> **Task item**
Reproduce the data below exactly, but leave the pictures out of your copy.

*** Records provided Section Begins ***

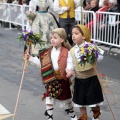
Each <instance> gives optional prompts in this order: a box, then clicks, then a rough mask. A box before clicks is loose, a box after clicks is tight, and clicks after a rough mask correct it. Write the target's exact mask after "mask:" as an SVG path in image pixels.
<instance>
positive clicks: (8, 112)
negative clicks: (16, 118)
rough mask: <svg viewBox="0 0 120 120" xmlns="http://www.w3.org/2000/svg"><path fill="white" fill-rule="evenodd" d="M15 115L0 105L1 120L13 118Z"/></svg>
mask: <svg viewBox="0 0 120 120" xmlns="http://www.w3.org/2000/svg"><path fill="white" fill-rule="evenodd" d="M13 115H14V114H10V112H9V111H8V110H7V109H6V108H5V107H3V106H2V105H1V104H0V120H3V119H5V118H8V117H11V116H13Z"/></svg>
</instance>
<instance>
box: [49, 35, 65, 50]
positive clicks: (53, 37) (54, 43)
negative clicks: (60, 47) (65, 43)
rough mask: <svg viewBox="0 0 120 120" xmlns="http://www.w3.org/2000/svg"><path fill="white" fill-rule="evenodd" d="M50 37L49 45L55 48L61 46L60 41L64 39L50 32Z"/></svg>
mask: <svg viewBox="0 0 120 120" xmlns="http://www.w3.org/2000/svg"><path fill="white" fill-rule="evenodd" d="M50 39H51V45H52V46H53V47H56V48H59V47H61V45H62V42H63V41H64V39H63V38H61V37H60V36H59V35H58V34H57V33H53V34H51V35H50Z"/></svg>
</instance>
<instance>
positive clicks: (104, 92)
mask: <svg viewBox="0 0 120 120" xmlns="http://www.w3.org/2000/svg"><path fill="white" fill-rule="evenodd" d="M95 71H96V73H97V76H98V79H99V82H100V85H101V88H102V90H103V94H104V96H105V98H106V100H107V103H108V106H109V108H110V111H111V113H112V116H113V118H114V120H116V119H115V115H114V112H113V110H112V107H111V106H110V103H109V101H108V98H107V96H106V94H105V90H104V87H103V83H102V80H101V78H100V77H99V74H98V72H97V70H96V68H95Z"/></svg>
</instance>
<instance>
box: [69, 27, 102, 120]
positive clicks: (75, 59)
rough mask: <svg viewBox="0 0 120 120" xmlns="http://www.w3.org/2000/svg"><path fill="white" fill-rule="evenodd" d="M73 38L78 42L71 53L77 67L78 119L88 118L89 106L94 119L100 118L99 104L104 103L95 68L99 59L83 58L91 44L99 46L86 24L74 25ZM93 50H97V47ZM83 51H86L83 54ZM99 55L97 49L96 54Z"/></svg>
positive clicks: (76, 79) (75, 94) (75, 69)
mask: <svg viewBox="0 0 120 120" xmlns="http://www.w3.org/2000/svg"><path fill="white" fill-rule="evenodd" d="M72 40H73V42H74V43H75V44H76V45H75V46H74V47H73V48H72V49H71V50H70V53H71V55H72V58H73V63H74V67H75V83H74V94H73V102H74V103H75V106H76V107H80V117H79V119H78V120H88V117H87V110H86V107H87V106H88V107H90V108H91V111H92V112H93V120H99V116H100V114H101V112H100V107H99V105H101V104H103V93H102V89H101V85H100V83H99V80H98V77H97V72H96V70H95V66H96V60H97V59H96V60H94V62H91V63H90V62H82V60H87V59H88V58H87V57H86V58H85V55H86V54H88V53H89V50H91V46H93V48H98V47H97V46H96V45H95V44H94V43H91V42H90V30H89V29H88V28H87V27H86V26H84V25H76V26H74V27H73V29H72ZM90 45H91V46H90ZM85 48H88V50H85ZM93 51H95V49H94V50H93ZM82 53H84V54H83V56H82ZM91 54H93V53H89V55H91ZM97 55H98V54H97V51H96V56H97ZM91 57H92V56H91ZM97 57H98V56H97ZM81 59H82V60H81ZM91 61H93V59H91Z"/></svg>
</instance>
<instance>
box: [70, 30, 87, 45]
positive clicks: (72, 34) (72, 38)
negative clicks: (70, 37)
mask: <svg viewBox="0 0 120 120" xmlns="http://www.w3.org/2000/svg"><path fill="white" fill-rule="evenodd" d="M72 40H73V42H74V43H75V44H77V45H80V44H82V43H84V40H85V36H84V35H82V33H81V32H80V31H79V29H78V28H73V29H72Z"/></svg>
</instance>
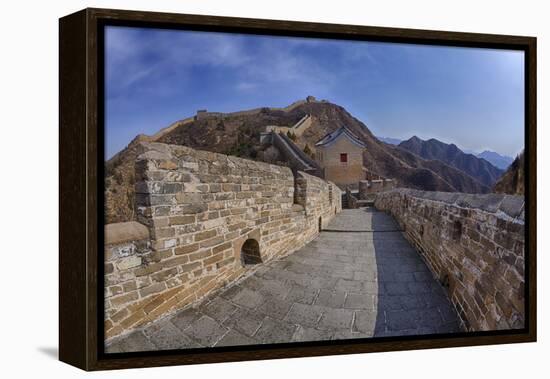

*** Records provided Section Ends ***

> **Solution to this task**
Each <instance> gives optional prompts in this order: a box, then clicks, then a rough mask. A box before clicks is loose, a box after clicks is tight, and clicks after a rough mask correct it. Write the target's exact mask after "mask:" as an SVG path in image pixels.
<instance>
positive clicks: (8, 112)
negative clicks: (16, 118)
rough mask: <svg viewBox="0 0 120 120" xmlns="http://www.w3.org/2000/svg"><path fill="white" fill-rule="evenodd" d="M15 115L0 105L1 120L13 118Z"/></svg>
mask: <svg viewBox="0 0 120 120" xmlns="http://www.w3.org/2000/svg"><path fill="white" fill-rule="evenodd" d="M13 115H14V114H10V112H9V111H8V110H7V109H6V108H5V107H3V106H2V105H1V104H0V120H3V119H5V118H8V117H11V116H13Z"/></svg>
</instance>
<instance>
box: [49, 35, 65, 50]
positive clicks: (53, 37) (54, 43)
negative clicks: (60, 47) (65, 43)
rough mask: <svg viewBox="0 0 120 120" xmlns="http://www.w3.org/2000/svg"><path fill="white" fill-rule="evenodd" d="M50 37L49 45L55 48L61 46L60 41L64 39L50 32Z"/></svg>
mask: <svg viewBox="0 0 120 120" xmlns="http://www.w3.org/2000/svg"><path fill="white" fill-rule="evenodd" d="M50 39H51V45H52V46H53V47H56V48H59V47H61V45H62V42H63V41H64V39H63V38H61V37H60V36H59V35H58V34H57V33H53V34H51V35H50Z"/></svg>
</instance>
<instance>
positive clicks: (104, 92)
mask: <svg viewBox="0 0 120 120" xmlns="http://www.w3.org/2000/svg"><path fill="white" fill-rule="evenodd" d="M95 71H96V73H97V76H98V79H99V82H100V85H101V88H102V90H103V94H104V96H105V98H106V100H107V103H108V106H109V108H110V111H111V113H112V116H113V118H114V120H116V119H115V115H114V112H113V110H112V107H111V106H110V103H109V101H108V98H107V96H106V94H105V90H104V87H103V83H102V80H101V78H100V77H99V74H98V72H97V70H96V68H95Z"/></svg>
</instance>
<instance>
box: [69, 27, 102, 120]
positive clicks: (75, 59)
rough mask: <svg viewBox="0 0 120 120" xmlns="http://www.w3.org/2000/svg"><path fill="white" fill-rule="evenodd" d="M73 38L78 42L71 53L77 67L78 119L88 118L89 106L94 119L100 118L99 104L104 103L95 68L99 59L83 58L91 44L99 46L86 24L74 25ZM93 50H97V47ZM83 51H86L83 54ZM99 55L97 49L96 54Z"/></svg>
positive clicks: (76, 79) (75, 94) (75, 69)
mask: <svg viewBox="0 0 120 120" xmlns="http://www.w3.org/2000/svg"><path fill="white" fill-rule="evenodd" d="M72 40H73V42H74V43H75V44H76V45H75V46H74V47H73V48H72V49H71V50H70V53H71V55H72V58H73V63H74V67H75V83H74V94H73V102H74V103H75V106H76V107H80V117H79V119H78V120H88V117H87V110H86V107H87V106H88V107H90V108H91V111H92V112H93V120H99V116H100V114H101V112H100V107H99V105H101V104H103V93H102V89H101V85H100V83H99V80H98V77H97V72H96V70H95V66H96V60H97V59H96V60H94V62H91V63H90V62H82V60H87V59H88V58H87V57H86V58H85V55H86V54H88V53H89V50H91V46H93V48H98V47H97V46H96V45H95V44H94V43H91V42H90V30H89V29H88V28H87V27H86V26H84V25H76V26H74V27H73V29H72ZM90 45H91V46H90ZM85 48H88V50H85ZM93 51H95V49H94V50H93ZM82 53H84V54H83V56H82ZM91 54H93V53H89V55H91ZM97 55H98V54H97V51H96V56H97ZM91 57H92V56H91ZM97 57H98V56H97ZM81 59H82V60H81ZM91 61H93V59H91Z"/></svg>
</instance>
<instance>
box: [70, 30, 87, 45]
positive clicks: (72, 34) (72, 38)
negative clicks: (70, 37)
mask: <svg viewBox="0 0 120 120" xmlns="http://www.w3.org/2000/svg"><path fill="white" fill-rule="evenodd" d="M72 40H73V42H74V43H75V44H77V45H80V44H82V43H84V40H85V36H84V35H82V33H81V32H80V31H79V29H78V28H73V29H72Z"/></svg>
</instance>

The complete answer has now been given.